> Exercise requirements:
Turn the lines of the data into a numbered list, starting with the line that contains "Would you kindly point to the woman's" and going through the line that contains "<point>9,129</point>", and leave out any blank lines.

[Records from a pointing dataset]
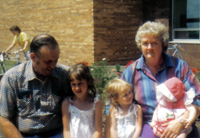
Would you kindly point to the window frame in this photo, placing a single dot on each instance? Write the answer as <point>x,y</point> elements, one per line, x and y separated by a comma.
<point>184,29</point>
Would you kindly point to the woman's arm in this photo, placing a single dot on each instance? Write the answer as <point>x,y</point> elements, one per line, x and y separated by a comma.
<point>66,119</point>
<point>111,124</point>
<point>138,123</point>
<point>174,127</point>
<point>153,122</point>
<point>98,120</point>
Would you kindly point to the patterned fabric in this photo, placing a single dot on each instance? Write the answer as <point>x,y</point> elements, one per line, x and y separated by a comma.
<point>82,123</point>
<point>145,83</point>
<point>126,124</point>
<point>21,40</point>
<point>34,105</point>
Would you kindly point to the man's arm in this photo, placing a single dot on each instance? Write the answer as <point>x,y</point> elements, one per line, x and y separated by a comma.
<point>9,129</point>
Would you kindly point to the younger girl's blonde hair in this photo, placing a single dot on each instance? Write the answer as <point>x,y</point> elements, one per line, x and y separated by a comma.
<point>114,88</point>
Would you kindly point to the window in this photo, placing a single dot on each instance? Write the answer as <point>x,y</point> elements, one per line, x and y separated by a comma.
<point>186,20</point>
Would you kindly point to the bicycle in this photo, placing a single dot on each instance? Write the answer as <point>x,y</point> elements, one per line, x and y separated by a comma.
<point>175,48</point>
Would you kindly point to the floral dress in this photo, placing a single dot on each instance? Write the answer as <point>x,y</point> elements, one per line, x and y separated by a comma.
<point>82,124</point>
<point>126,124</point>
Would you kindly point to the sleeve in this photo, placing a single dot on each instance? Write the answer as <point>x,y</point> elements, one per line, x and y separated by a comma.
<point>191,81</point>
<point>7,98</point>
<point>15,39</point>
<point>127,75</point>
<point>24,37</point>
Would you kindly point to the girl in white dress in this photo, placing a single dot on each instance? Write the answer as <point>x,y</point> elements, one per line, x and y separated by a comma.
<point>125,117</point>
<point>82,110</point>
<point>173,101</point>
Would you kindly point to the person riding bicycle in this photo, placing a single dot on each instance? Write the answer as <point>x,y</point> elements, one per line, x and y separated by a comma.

> Response:
1. Would you kindly point to the woman's arm in this photo, placing a single dot on each instance? Write the answer as <point>x,y</point> elements, one per line, x and y separated by a comma.
2. <point>66,119</point>
3. <point>111,124</point>
4. <point>138,123</point>
5. <point>174,127</point>
6. <point>153,122</point>
7. <point>98,120</point>
8. Would you kindly point to the patterned fabric in this photo, placing a single dot on each instance? Write the answer as <point>x,y</point> elements, one per line, x and y separated by a comma.
9. <point>82,123</point>
10. <point>145,83</point>
11. <point>126,124</point>
12. <point>21,40</point>
13. <point>34,105</point>
14. Would you kindly point to the man's arm in this photo, placing a single dot on each instance? Write the answer as <point>x,y</point> elements, one per line, x and y separated by a comma.
15. <point>9,129</point>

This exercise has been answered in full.